■ **PASSAGE**:
Open JCSTARS opened 5 days ago
Hi @JCSTARS, thank you for your valuable question.
In our experiment, we utilized a single RTX 2080 Ti GPU with 11GB of memory. The available memory proved sufficient to handle most of the datasets used in our study. For larger datasets, such as CIFAR-10 or more extensive datasets like ImageNet, a Divide-and-Conquer strategy can be employed, which involves clustering each block individually to generate temporary cluster centers, followed by a final clustering process on all temporary centers.
Thanks a lot for the answer, that's very helpful. The gpu that I'm using is RTX 3090 with 24GB. I'll find out what's the problem. There's just another problem, I noticed that based on your paper, pseudo labels can be obtained by calculating the cosine similarity between word embedding {wi} and reference word {zk}, and in your code, you calculate the pseudo label based on combined embedding {vi} and gpt embeddings{zk}, which is understandable. But in your code, you also set image encoder to be inside torch.no_grad, which makes me a little bit comfused, because you were supposed to finetune the projection layer of image encoder, right? Just correct me if I'm wrong. I would be very appreciated.
It seems that in Phase II of the learning, because of the massive images of the dataset, the cuda out of memory issue seems to be unavoidable, do you have any suggestions for that, or the impletations? Thanks so much.

■ **ACTIVITY LIST**:
1. Copy the passage of the thread between "It seems that" and "Thanks so much.", inclusive.
2. List every term in the thread that is followed by a symbol in curly braces, along with its symbol.
3. Answer these questions from the thread:
(a) What GPU was used in the experiment, and how much memory did it have?
(b) What GPU is the person asking the question using?
(c) In which phase of the learning does the cuda out of memory issue seem unavoidable?

■ **STUDY MATERIAL**:

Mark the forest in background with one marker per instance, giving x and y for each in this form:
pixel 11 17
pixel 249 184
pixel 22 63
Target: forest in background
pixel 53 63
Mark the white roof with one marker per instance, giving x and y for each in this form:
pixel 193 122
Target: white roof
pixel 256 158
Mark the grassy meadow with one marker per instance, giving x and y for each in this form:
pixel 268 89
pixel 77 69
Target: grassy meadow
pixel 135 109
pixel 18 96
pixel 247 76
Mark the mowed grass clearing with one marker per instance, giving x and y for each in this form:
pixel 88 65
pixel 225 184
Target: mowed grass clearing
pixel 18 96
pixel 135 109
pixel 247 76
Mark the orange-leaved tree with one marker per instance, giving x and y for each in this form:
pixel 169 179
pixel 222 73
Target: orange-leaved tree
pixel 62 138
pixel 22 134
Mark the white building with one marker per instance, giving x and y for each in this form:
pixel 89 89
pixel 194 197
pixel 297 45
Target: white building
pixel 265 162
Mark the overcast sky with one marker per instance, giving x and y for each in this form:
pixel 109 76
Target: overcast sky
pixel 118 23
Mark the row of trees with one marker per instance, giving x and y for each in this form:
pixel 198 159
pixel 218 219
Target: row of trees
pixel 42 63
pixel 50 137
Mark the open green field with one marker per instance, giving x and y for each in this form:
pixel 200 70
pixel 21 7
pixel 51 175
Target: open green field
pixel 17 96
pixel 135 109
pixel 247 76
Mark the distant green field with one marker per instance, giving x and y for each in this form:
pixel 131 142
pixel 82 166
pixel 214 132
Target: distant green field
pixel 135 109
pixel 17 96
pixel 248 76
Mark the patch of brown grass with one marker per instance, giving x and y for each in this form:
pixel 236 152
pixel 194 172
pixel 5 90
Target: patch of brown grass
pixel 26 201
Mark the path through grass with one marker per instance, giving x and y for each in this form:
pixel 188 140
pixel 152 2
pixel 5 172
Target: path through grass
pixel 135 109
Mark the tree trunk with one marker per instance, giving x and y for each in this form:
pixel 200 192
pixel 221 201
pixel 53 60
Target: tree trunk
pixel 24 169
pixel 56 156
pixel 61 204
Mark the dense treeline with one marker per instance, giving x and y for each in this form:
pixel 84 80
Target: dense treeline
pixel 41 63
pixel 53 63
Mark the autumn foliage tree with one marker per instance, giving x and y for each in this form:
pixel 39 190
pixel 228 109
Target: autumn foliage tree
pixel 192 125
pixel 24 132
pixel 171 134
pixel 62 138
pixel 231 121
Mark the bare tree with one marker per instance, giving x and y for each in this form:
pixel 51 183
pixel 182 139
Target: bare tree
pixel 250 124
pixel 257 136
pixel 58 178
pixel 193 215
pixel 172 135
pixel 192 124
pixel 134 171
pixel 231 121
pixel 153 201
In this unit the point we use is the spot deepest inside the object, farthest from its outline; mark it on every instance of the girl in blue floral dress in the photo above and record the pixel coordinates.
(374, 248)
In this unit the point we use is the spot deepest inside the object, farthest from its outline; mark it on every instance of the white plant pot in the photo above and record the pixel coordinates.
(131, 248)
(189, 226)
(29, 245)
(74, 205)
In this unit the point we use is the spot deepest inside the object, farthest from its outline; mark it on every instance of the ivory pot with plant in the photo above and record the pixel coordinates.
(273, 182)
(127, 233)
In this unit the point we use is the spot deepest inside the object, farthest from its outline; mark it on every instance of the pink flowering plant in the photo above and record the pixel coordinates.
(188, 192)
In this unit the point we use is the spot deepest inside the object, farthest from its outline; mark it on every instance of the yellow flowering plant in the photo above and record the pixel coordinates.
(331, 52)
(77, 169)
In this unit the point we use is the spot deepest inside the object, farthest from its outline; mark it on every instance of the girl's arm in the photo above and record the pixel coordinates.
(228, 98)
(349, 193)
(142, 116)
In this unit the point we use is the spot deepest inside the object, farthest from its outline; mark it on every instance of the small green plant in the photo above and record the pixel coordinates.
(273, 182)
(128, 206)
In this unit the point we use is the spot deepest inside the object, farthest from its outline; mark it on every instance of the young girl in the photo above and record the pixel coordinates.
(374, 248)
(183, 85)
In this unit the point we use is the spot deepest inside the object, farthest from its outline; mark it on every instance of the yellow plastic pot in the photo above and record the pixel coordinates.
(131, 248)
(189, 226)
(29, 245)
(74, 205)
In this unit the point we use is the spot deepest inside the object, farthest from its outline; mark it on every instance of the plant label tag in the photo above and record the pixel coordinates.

■ **ANSWERS FOR EACH ITEM**:
1.
It seems that in Phase II of the learning, because of the massive images of the dataset, the cuda out of memory issue seems to be unavoidable, do you have any suggestions for that, or the impletations? Thanks so much.

2.
word embedding {wi}
reference word {zk}
combined embedding {vi}
gpt embeddings{zk}

3.
(a) A single RTX 2080 Ti with 11GB of memory.
(b) An RTX 3090 with 24GB.
(c) Phase II.